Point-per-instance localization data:
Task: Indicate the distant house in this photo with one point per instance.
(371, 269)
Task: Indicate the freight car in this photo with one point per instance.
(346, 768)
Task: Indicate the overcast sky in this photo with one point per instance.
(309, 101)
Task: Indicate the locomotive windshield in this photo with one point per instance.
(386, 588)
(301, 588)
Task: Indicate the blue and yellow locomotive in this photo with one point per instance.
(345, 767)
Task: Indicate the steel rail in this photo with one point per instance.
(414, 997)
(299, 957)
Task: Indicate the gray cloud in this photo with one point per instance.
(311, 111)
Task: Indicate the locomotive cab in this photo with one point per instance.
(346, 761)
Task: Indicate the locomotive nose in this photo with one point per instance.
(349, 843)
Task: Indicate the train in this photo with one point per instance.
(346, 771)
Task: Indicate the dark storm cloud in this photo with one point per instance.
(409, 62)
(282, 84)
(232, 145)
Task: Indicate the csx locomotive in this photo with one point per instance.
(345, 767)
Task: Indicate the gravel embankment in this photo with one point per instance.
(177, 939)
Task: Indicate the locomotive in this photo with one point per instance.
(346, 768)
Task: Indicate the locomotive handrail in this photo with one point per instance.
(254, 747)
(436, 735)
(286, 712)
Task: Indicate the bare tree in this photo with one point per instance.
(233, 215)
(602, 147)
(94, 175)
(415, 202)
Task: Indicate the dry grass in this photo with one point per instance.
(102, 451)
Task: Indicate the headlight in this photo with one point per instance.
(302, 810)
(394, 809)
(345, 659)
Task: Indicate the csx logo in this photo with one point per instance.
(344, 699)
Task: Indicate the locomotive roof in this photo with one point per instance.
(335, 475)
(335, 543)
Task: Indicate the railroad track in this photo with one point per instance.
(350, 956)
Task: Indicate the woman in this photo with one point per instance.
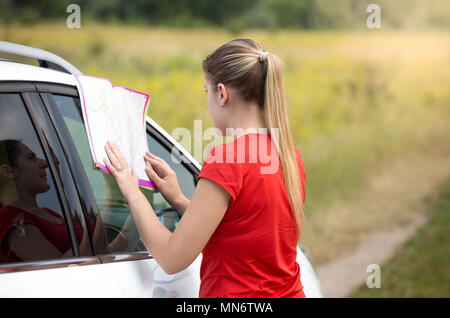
(246, 223)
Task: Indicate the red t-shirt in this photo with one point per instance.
(253, 251)
(56, 234)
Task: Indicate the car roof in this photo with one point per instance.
(13, 71)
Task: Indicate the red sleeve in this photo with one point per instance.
(226, 174)
(301, 170)
(9, 218)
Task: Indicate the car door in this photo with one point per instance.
(128, 263)
(46, 119)
(41, 217)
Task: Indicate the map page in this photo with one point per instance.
(117, 114)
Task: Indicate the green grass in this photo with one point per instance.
(421, 268)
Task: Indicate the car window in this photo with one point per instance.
(115, 214)
(32, 222)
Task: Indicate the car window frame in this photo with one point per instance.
(23, 88)
(71, 152)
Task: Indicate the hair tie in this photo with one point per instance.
(263, 56)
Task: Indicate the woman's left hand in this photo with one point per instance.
(127, 182)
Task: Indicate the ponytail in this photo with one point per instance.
(276, 118)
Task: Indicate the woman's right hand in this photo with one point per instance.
(165, 180)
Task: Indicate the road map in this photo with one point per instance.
(117, 114)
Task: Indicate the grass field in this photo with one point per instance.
(358, 101)
(421, 268)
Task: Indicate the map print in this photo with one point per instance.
(117, 114)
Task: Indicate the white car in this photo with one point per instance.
(40, 112)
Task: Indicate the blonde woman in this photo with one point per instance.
(245, 220)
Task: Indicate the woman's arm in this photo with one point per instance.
(173, 251)
(176, 251)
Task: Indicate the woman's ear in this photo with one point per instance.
(223, 94)
(6, 171)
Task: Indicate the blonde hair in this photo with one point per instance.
(242, 65)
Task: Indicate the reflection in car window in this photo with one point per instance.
(115, 213)
(32, 225)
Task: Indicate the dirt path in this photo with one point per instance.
(340, 277)
(405, 186)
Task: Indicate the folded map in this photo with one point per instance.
(117, 114)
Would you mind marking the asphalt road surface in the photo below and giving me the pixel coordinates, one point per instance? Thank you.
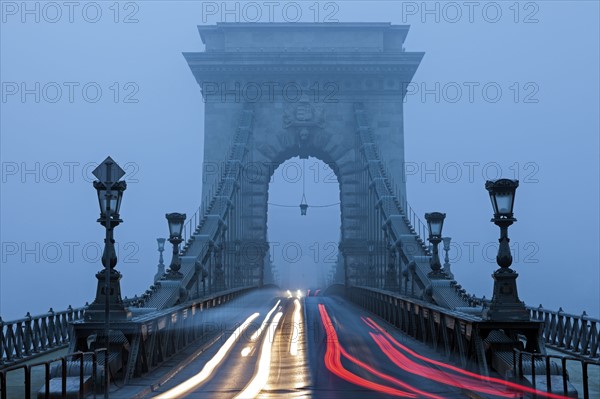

▸ Task to carry out:
Print all entries exactly; skip the pictures.

▸ Reply:
Task: Indicate the distant house in this photo with one point per instance.
(371, 269)
Task: Indicate the freight car in this photo with one point per instance.
(346, 768)
Task: Indicate the overcast sky in this photo with one point per instance.
(309, 101)
Task: Indicate the locomotive windshield in this photo with one point per instance.
(386, 588)
(301, 588)
Task: Indicate the blue and yellow locomotive in this photo with one point per instance.
(345, 767)
Task: Indicate the steel rail in this photo with one point per instance.
(414, 997)
(299, 957)
Task: Indicate the gray cloud in this photo with one point per instance.
(311, 111)
Task: Indicate the locomotive cab in this photo with one point per instance.
(346, 761)
Task: Indicate the locomotive nose in this photo with one point per instance.
(349, 843)
Task: Indicate the train in this photo with one point per instance.
(346, 771)
Task: Indicate the dark storm cloud in this photo with one point per instance.
(409, 62)
(282, 84)
(232, 145)
Task: Indicate the csx locomotive in this photo with one point per instance.
(345, 767)
Task: Indicate the gravel embankment in this photo with one point per instance.
(177, 939)
Task: Indicate the locomotive in this photo with one point per instance.
(346, 768)
Task: Indicate the locomotive handrail in this photo with one point per instance.
(254, 747)
(436, 735)
(286, 712)
Task: Indicate the bare tree in this photo with one point per instance.
(233, 215)
(602, 147)
(94, 175)
(415, 202)
Task: Indicate the dry grass in this photo with one point per instance.
(102, 451)
Task: Indicate the headlight in this photo with one point per instance.
(302, 810)
(394, 809)
(345, 659)
Task: Indicate the csx logo in this photo with one point per instance.
(344, 699)
Task: Indicate the locomotive roof in this photo with one point per instance.
(335, 475)
(335, 543)
Task: Indicate the railroad track in this photo with one point per instance.
(350, 956)
Task: Indicate the woman in this photo with one point per instance.
(246, 223)
Task: Indicate the red t-shirt in this photo with one point per instance.
(253, 251)
(56, 234)
Task: Indicate the car roof in this photo with one point per instance.
(13, 71)
Task: Indicate the red sleeve in this photo with one point per instance.
(226, 174)
(301, 170)
(9, 218)
Task: Indicate the car door in this photo with one point per instance.
(128, 263)
(46, 119)
(41, 217)
Task: Indicate the map page in this photo with one point per instance.
(117, 114)
Task: Indicate the green grass in this photo with one point per instance.
(421, 268)
Task: Indicate the car window in this photo with one point per instance.
(115, 214)
(32, 222)
Task: Indicate the car window frame in this photo with one point per instance.
(23, 88)
(71, 152)
Task: Indicate the hair tie in this photo with one point per instance.
(263, 56)
Task: Indicate the woman's left hand in this photo with one point per instance.
(127, 182)
Task: Indicate the ponytail in this photo with one point per instance.
(276, 118)
Task: Indicate the woman's right hand in this photo with one point per instance.
(165, 180)
Task: Indicate the road map in this photo with one point per instance.
(117, 114)
Task: Indicate the grass field in this photo with one point per instance.
(358, 101)
(421, 268)
Task: Indicate the map print in this photo with one point per instance.
(117, 114)
Task: Indicate the white car in this photo with one point per instance.
(40, 112)
Task: Indicate the blonde woman in this photo with one point per instance.
(245, 220)
Task: Indicate the woman's arm in this photo with one point per instance.
(173, 251)
(176, 251)
Task: Indicate the woman's ear in this photo with one point per instance.
(223, 94)
(6, 171)
Task: Indicate the blonde hair in this photo with one point per instance.
(242, 65)
Task: Indicate the reflection in car window in this photo with one point per instance.
(115, 213)
(32, 225)
Task: Indicate the dirt path in this photo with one point per instance.
(340, 277)
(405, 186)
Task: Indicate the folded map in this photo with one point per instance.
(117, 114)
Would you mind marking the asphalt road surface in the photo below and giving me the pixel coordinates, one point per instance? Thank you.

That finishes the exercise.